Input data:

________________

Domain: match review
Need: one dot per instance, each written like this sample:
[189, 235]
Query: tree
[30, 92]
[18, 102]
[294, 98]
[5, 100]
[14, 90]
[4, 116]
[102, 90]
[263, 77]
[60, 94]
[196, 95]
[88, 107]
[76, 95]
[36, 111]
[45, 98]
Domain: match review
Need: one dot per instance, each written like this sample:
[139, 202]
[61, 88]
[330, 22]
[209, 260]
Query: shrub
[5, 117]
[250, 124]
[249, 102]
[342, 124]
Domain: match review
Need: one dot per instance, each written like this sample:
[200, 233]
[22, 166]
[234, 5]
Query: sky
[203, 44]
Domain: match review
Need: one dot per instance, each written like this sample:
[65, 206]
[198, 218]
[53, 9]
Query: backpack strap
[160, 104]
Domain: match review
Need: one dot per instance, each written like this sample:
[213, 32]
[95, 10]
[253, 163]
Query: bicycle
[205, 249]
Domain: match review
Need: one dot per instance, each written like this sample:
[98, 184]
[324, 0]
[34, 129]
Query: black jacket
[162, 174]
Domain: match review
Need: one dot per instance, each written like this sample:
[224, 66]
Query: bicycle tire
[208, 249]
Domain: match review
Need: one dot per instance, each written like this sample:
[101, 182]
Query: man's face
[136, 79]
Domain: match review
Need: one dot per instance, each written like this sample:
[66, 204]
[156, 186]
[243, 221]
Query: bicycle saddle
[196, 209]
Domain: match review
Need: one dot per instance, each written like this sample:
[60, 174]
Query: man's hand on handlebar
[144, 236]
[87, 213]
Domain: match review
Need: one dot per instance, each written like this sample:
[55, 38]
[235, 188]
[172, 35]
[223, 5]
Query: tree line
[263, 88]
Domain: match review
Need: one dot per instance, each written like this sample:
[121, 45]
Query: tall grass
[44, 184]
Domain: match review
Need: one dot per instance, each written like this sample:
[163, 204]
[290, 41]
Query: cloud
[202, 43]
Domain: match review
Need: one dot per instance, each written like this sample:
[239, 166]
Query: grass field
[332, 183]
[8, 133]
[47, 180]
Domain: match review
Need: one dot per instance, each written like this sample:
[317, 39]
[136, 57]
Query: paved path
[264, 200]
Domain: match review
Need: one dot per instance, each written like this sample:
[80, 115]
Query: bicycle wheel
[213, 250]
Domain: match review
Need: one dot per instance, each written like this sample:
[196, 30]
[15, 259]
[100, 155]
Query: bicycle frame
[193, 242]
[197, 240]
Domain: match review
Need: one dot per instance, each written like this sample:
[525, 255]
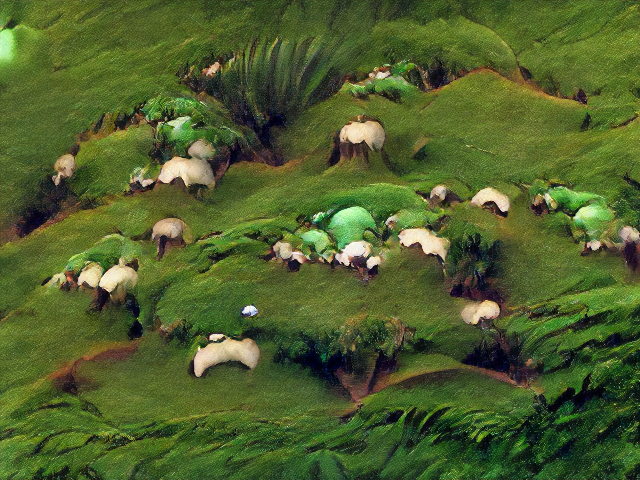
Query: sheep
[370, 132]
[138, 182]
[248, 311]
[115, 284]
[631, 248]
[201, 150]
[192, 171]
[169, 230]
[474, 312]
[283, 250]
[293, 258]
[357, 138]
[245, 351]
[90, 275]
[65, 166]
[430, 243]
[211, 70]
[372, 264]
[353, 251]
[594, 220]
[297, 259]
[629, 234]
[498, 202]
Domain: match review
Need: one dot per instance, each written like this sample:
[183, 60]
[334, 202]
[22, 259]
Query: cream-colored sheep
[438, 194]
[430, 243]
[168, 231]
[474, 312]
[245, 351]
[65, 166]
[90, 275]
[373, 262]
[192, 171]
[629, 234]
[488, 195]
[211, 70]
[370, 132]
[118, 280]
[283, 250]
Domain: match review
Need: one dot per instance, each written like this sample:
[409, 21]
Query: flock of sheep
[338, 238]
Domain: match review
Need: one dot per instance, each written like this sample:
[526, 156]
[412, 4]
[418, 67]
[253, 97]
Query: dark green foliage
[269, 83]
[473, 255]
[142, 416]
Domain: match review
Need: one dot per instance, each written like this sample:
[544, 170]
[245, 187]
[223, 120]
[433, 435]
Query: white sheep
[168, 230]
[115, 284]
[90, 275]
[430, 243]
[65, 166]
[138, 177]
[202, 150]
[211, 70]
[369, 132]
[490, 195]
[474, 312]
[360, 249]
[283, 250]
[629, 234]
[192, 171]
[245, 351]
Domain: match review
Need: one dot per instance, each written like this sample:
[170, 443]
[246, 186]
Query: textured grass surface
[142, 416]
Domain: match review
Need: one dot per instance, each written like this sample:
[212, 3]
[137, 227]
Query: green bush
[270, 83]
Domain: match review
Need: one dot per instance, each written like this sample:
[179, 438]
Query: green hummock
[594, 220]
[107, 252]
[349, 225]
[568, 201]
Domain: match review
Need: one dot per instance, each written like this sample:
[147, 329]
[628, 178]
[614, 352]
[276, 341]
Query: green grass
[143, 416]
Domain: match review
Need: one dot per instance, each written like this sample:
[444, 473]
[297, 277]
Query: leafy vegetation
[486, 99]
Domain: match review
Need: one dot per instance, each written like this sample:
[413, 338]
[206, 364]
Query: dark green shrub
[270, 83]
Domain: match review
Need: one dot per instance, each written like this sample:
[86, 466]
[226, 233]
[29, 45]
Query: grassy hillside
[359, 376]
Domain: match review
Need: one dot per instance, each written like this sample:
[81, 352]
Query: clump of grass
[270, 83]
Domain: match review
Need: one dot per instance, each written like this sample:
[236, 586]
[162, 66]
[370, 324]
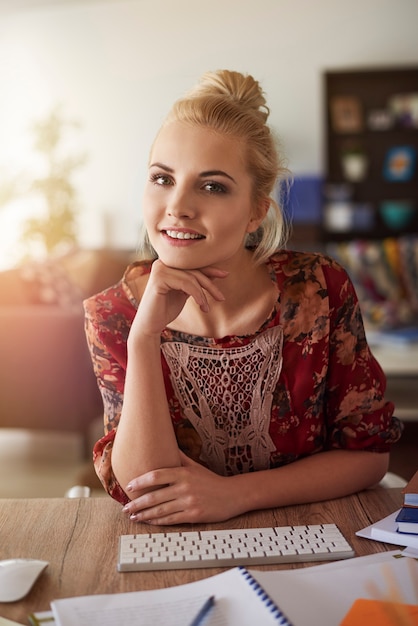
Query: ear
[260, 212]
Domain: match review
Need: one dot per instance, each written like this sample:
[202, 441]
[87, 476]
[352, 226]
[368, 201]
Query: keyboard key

________________

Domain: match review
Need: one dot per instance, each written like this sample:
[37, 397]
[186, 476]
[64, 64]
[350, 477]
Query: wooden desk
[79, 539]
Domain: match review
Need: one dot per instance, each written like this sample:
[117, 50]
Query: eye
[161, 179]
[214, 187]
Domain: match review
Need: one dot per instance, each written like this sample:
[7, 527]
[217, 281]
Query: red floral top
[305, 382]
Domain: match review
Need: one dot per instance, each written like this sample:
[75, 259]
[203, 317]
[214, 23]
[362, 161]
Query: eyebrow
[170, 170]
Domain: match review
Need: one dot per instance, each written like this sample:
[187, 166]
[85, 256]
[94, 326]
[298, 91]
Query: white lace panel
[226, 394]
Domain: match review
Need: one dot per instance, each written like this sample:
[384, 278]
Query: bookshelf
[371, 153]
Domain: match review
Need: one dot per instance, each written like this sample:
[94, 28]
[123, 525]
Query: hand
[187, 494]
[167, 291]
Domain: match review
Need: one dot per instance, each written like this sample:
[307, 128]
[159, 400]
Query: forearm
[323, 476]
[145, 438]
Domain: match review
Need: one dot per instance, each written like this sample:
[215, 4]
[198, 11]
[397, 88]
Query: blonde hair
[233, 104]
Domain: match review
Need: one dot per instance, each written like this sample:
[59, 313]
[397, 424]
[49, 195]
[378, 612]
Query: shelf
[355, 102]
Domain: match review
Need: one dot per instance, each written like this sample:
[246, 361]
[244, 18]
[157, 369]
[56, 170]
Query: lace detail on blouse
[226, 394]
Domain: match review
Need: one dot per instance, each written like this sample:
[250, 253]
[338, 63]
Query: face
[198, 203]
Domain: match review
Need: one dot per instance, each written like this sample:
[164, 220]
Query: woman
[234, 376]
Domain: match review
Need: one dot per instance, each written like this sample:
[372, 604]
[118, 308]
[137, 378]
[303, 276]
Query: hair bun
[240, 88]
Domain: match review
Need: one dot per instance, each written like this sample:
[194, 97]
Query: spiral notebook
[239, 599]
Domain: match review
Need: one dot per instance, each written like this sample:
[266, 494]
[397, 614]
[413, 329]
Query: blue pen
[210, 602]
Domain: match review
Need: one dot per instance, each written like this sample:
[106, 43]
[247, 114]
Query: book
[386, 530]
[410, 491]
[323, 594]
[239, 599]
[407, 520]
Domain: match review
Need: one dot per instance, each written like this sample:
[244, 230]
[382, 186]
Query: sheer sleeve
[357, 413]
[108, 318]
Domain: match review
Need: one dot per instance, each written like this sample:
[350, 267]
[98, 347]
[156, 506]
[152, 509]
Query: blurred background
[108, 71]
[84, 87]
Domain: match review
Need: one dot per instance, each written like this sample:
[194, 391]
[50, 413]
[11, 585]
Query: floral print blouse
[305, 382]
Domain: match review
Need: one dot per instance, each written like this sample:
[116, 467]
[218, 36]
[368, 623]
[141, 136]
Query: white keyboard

________________

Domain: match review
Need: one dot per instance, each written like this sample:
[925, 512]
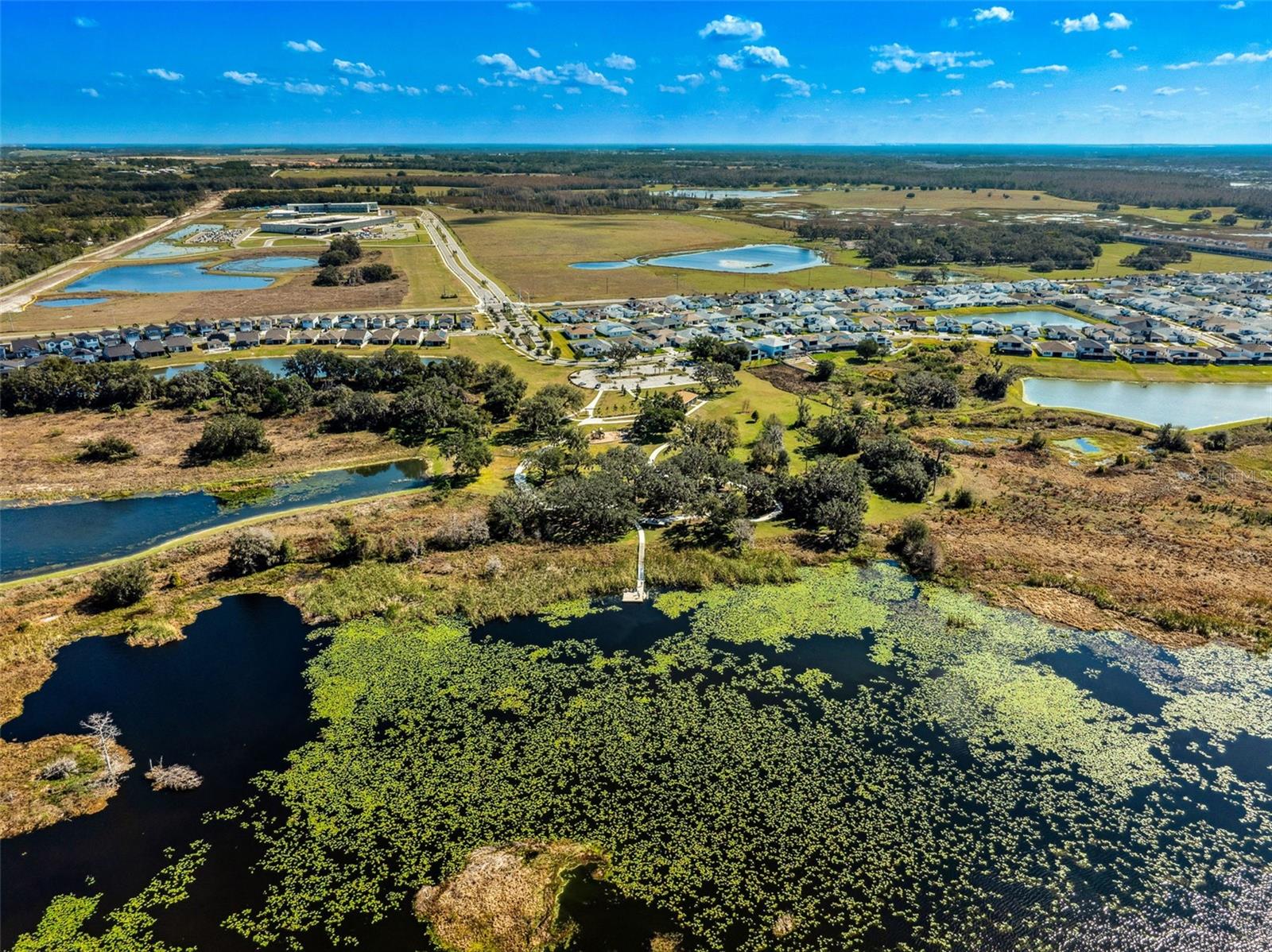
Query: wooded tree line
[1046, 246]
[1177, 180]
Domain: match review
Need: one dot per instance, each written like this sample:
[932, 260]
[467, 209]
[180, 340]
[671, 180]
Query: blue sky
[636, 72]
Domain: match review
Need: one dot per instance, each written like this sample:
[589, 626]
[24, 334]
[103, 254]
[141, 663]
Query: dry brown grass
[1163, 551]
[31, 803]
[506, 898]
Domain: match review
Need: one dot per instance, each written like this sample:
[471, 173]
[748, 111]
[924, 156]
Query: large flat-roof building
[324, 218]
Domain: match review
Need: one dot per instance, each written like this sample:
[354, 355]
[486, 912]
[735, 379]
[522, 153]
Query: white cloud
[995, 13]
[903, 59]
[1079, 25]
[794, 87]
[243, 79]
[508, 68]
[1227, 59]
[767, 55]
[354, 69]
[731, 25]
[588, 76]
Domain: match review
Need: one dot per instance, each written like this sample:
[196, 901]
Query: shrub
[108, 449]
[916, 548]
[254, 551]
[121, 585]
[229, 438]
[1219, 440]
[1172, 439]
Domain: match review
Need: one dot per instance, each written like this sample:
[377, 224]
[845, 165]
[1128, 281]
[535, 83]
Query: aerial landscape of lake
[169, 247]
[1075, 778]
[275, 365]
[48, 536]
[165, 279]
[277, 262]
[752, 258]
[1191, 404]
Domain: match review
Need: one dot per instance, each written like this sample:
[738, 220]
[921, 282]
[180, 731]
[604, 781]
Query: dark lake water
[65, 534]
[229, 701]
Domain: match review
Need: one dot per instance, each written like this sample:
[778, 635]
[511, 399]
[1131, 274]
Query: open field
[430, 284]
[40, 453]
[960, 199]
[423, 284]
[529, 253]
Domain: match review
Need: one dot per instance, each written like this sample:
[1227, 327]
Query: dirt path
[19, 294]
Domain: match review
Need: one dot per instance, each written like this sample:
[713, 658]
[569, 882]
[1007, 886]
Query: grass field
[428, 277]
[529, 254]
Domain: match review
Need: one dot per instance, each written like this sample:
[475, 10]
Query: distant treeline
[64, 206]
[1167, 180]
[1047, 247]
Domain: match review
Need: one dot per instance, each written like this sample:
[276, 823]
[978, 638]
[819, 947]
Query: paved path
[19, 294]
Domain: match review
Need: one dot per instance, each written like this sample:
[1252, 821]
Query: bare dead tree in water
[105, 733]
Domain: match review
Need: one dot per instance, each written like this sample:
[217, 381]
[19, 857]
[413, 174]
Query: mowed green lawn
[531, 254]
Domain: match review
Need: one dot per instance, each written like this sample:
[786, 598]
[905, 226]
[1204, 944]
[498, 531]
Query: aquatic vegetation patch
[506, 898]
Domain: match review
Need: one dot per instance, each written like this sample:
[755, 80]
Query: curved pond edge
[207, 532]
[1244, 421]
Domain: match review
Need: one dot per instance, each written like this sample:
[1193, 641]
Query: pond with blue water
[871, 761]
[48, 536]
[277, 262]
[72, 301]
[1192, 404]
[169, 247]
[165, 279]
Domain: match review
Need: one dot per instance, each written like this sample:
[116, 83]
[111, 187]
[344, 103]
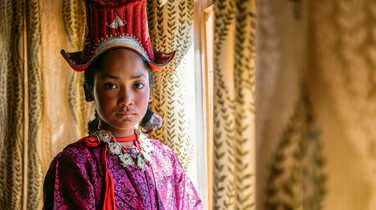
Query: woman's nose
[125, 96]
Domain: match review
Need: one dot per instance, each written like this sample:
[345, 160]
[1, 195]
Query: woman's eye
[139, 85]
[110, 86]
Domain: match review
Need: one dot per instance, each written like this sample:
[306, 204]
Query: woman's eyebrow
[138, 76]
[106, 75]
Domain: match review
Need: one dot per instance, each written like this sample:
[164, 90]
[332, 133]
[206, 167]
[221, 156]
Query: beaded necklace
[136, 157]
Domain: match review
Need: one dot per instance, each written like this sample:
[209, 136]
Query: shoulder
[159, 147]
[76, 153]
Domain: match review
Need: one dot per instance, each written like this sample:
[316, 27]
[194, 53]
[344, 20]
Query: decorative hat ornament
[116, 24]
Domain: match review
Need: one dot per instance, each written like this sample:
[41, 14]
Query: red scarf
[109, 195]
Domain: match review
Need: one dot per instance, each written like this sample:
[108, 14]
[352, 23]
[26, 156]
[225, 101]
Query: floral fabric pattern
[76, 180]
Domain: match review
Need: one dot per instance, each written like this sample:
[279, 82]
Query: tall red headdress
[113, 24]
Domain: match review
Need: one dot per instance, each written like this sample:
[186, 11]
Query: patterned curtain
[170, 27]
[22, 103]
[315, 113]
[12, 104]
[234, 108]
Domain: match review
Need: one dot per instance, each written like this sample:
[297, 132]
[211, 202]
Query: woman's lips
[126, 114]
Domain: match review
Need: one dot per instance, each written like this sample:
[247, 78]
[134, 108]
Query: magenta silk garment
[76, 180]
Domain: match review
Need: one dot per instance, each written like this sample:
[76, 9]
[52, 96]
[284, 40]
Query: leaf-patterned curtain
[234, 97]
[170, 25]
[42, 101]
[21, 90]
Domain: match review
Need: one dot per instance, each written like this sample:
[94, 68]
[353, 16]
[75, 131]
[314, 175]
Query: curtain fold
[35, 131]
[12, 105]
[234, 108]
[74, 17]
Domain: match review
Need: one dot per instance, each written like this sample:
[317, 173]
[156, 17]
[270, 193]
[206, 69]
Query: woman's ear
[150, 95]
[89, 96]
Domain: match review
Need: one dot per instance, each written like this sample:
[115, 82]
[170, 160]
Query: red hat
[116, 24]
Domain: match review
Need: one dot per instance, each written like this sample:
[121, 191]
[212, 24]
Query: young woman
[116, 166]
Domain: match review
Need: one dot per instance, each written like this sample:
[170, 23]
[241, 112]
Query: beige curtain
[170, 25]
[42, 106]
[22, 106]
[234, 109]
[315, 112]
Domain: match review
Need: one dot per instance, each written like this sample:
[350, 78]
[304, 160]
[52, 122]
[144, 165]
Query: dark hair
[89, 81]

________________

What is asked: Find each line in the material above that contains the word "lake", and copy those lines.

Completed task:
Query: aerial landscape of lake
Query: dark lake water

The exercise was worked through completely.